• _Document passage_:

= Ben Taub =

American philanthropist

Ben Taub (1889–1982) was a philanthropist and medical benefactor in Houston, Texas. Taub ran numerous businesses and served on the boards of directors for several Texas organizations. He helped in the expansion and development of Houston entities such as the Texas Medical Center and the University of Houston. Ben Taub General Hospital, a large hospital in Houston, is named for him.

==Biography==
===Early life===
His family were Jewish immigrants from the Austro-Hungarian empire and his father Jacob Nathan Taub moved to Texas in 1882. Ben Taub's family were poor and his father used to sell newspapers to make their living. Jacob Nathan later opened a tobacco store in downtown Houston. By the time Ben, their fourth child, was born they had become relatively comfortable. Taub grew up in Houston, where he attended Welch Preparatory School. During World War I, he was a captain and served in France.

• _Things to do_:
A – List every institution the Ben Taub biography names.
B – Write the next part of the Ben Taub biography, picking up after its last sentence.
The material that follows is not needed for any of this work.

• _Source information_:
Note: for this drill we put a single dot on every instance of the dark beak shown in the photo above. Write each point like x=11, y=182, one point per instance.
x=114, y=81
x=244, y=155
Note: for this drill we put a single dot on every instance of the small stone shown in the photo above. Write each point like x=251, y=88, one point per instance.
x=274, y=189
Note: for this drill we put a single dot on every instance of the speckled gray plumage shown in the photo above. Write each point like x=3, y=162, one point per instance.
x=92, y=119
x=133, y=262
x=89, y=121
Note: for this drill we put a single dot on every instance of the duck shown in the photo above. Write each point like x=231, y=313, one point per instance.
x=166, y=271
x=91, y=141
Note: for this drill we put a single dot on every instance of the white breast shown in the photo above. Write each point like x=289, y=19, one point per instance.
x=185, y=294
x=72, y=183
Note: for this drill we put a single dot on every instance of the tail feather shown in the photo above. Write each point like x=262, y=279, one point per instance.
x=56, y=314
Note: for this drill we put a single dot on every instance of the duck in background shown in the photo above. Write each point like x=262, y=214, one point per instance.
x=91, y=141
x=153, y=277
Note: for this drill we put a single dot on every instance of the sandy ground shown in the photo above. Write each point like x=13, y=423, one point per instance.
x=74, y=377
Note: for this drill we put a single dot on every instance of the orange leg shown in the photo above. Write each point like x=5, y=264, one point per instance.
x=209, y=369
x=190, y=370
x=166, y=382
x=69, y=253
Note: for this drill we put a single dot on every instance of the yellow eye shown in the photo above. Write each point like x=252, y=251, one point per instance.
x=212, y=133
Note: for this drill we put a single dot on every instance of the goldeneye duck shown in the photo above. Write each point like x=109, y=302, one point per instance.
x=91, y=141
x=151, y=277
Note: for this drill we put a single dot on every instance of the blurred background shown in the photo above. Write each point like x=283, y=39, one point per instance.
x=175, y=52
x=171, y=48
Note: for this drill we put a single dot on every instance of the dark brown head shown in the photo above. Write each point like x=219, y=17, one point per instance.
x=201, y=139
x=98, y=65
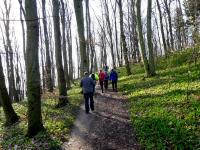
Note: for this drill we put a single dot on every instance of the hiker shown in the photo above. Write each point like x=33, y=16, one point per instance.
x=87, y=85
x=106, y=80
x=101, y=79
x=114, y=79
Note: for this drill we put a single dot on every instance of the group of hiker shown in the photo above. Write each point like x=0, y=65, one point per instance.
x=89, y=82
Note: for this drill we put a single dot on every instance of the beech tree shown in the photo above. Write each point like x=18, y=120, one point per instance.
x=35, y=124
x=80, y=26
x=123, y=40
x=10, y=115
x=58, y=55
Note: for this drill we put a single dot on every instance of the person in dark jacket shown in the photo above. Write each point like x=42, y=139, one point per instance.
x=88, y=85
x=114, y=79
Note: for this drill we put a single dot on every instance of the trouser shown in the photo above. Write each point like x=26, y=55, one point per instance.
x=114, y=85
x=106, y=84
x=89, y=102
x=101, y=85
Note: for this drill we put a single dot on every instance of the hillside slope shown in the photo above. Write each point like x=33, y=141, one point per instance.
x=165, y=109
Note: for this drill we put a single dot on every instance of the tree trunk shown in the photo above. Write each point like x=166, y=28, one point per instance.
x=170, y=23
x=80, y=25
x=58, y=55
x=123, y=40
x=141, y=38
x=114, y=8
x=149, y=39
x=10, y=115
x=161, y=28
x=22, y=11
x=109, y=29
x=48, y=79
x=32, y=69
x=64, y=50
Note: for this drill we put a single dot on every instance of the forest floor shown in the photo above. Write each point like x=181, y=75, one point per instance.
x=108, y=127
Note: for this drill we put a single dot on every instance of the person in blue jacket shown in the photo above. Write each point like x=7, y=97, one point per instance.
x=114, y=79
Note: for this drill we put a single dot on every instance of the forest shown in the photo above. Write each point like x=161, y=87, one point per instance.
x=46, y=46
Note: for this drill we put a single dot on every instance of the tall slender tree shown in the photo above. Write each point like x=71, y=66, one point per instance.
x=149, y=39
x=48, y=78
x=80, y=25
x=58, y=55
x=64, y=50
x=123, y=40
x=141, y=38
x=162, y=28
x=10, y=115
x=32, y=69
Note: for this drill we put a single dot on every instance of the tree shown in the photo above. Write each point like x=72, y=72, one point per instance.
x=161, y=28
x=63, y=22
x=9, y=53
x=32, y=69
x=168, y=11
x=141, y=38
x=110, y=32
x=123, y=40
x=80, y=25
x=149, y=39
x=48, y=78
x=10, y=115
x=58, y=55
x=114, y=8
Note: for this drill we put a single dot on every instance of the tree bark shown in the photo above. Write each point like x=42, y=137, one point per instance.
x=58, y=55
x=80, y=25
x=170, y=23
x=149, y=39
x=141, y=38
x=64, y=50
x=161, y=28
x=110, y=33
x=10, y=115
x=32, y=69
x=48, y=78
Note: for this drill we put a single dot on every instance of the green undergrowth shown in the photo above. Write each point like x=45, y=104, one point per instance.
x=57, y=123
x=165, y=109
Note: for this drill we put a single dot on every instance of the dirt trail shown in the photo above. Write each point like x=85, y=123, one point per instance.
x=107, y=128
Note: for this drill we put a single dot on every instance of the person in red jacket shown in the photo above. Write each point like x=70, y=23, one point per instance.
x=101, y=79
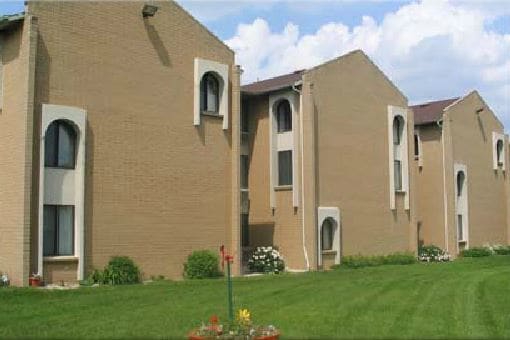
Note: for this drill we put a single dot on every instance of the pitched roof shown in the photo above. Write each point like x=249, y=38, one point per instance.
x=8, y=20
x=272, y=84
x=430, y=112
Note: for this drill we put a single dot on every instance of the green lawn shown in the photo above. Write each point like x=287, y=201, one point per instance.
x=466, y=298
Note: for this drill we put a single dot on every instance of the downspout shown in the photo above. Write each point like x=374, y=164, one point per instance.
x=445, y=199
x=305, y=252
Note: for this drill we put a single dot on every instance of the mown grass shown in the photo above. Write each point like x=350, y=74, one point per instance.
x=466, y=298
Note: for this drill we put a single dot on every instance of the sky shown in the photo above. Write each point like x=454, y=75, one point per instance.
x=431, y=49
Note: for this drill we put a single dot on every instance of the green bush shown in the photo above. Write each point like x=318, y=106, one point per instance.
x=476, y=252
x=202, y=264
x=432, y=253
x=119, y=271
x=359, y=261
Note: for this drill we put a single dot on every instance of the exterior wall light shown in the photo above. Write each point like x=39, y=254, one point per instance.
x=149, y=10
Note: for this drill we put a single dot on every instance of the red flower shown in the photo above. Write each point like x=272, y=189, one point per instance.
x=213, y=320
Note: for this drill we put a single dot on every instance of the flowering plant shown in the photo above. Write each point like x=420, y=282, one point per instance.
x=433, y=254
x=241, y=328
x=266, y=260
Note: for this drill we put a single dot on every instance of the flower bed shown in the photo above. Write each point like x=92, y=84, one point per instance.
x=241, y=328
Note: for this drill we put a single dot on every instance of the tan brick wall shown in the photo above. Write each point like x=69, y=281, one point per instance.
x=282, y=228
x=430, y=188
x=157, y=187
x=350, y=104
x=472, y=145
x=15, y=154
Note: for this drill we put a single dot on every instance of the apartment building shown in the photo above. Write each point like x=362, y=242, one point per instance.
x=326, y=164
x=119, y=130
x=461, y=161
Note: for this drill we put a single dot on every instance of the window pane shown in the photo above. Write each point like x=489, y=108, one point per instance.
x=50, y=145
x=397, y=130
x=285, y=168
x=65, y=230
x=460, y=228
x=416, y=146
x=244, y=171
x=327, y=235
x=245, y=234
x=49, y=230
x=212, y=94
x=66, y=143
x=398, y=175
x=284, y=116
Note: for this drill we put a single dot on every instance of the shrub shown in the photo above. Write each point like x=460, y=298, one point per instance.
x=266, y=260
x=119, y=271
x=359, y=261
x=202, y=264
x=432, y=253
x=476, y=252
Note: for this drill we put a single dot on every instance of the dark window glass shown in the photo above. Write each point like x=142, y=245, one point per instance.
x=58, y=230
x=285, y=167
x=327, y=235
x=284, y=116
x=60, y=145
x=398, y=128
x=460, y=183
x=499, y=152
x=460, y=228
x=209, y=93
x=245, y=230
x=398, y=175
x=245, y=163
x=416, y=146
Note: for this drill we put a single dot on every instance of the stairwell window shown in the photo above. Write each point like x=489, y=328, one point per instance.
x=209, y=93
x=285, y=168
x=60, y=145
x=284, y=116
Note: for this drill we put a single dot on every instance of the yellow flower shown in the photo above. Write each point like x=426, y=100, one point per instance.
x=243, y=315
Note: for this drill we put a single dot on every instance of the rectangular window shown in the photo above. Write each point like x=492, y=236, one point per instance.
x=460, y=227
x=58, y=230
x=245, y=163
x=245, y=230
x=285, y=167
x=416, y=147
x=398, y=175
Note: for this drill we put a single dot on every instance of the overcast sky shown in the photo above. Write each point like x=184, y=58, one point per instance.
x=431, y=49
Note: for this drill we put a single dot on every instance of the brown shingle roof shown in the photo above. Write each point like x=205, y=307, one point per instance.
x=272, y=84
x=430, y=112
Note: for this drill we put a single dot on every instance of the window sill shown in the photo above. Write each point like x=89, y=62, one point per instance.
x=211, y=114
x=60, y=258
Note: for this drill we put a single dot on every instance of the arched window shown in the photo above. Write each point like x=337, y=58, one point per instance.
x=60, y=145
x=327, y=234
x=499, y=152
x=284, y=116
x=398, y=129
x=209, y=93
x=461, y=178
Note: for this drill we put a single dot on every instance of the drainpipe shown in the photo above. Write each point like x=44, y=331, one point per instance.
x=445, y=199
x=305, y=252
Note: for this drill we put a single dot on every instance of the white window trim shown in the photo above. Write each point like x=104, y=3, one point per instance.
x=202, y=66
x=495, y=138
x=322, y=214
x=394, y=111
x=78, y=118
x=293, y=99
x=462, y=204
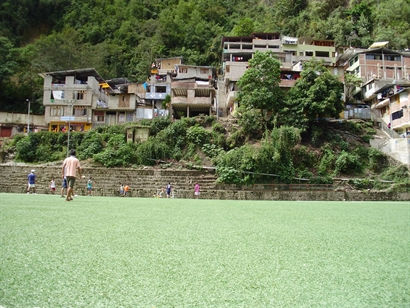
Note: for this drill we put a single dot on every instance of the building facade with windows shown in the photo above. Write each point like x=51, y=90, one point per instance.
x=192, y=91
x=290, y=51
x=69, y=98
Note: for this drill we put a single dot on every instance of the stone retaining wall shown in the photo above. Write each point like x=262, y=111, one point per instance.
x=146, y=182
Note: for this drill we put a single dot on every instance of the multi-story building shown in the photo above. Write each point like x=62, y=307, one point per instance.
x=393, y=109
x=384, y=73
x=378, y=68
x=192, y=90
x=158, y=87
x=70, y=98
x=290, y=51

• _Your responses_:
A – Texas Medical Center, University of Houston, Ben Taub General Hospital, Welch Preparatory School

B –
===Business career===
He returned to Texas and expanded the family business, later becoming a real estate developer. He chaired and operated dozens of companies throughout his life, including director, chairman and senior chairman of the board, Texas Commerce Bank; chairman of the board, McGregor Park National Bank; and director, American General Insurance Company. At one time he served on 23 boards, including president and then chairman, DePelchin Faith Home for 15 years; president, Baylor Medical Foundation; trustee, Baylor College of Medicine; president, Taub Foundation; director, Child Welfare League of America; chairman, Board of Managers, Houston Tuberculosis Hospital; founding board member, TIRR; director and life director, Texas Medical Center; Trustee, St. Thomas University (Texas); 32° Mason, Master Mason, Awarded Fifty Year Masonic Grand Lodge Award; district director, Office of Price Administration (WWII); chairman, Community Chest, United Fund, which is now United Way, and many others.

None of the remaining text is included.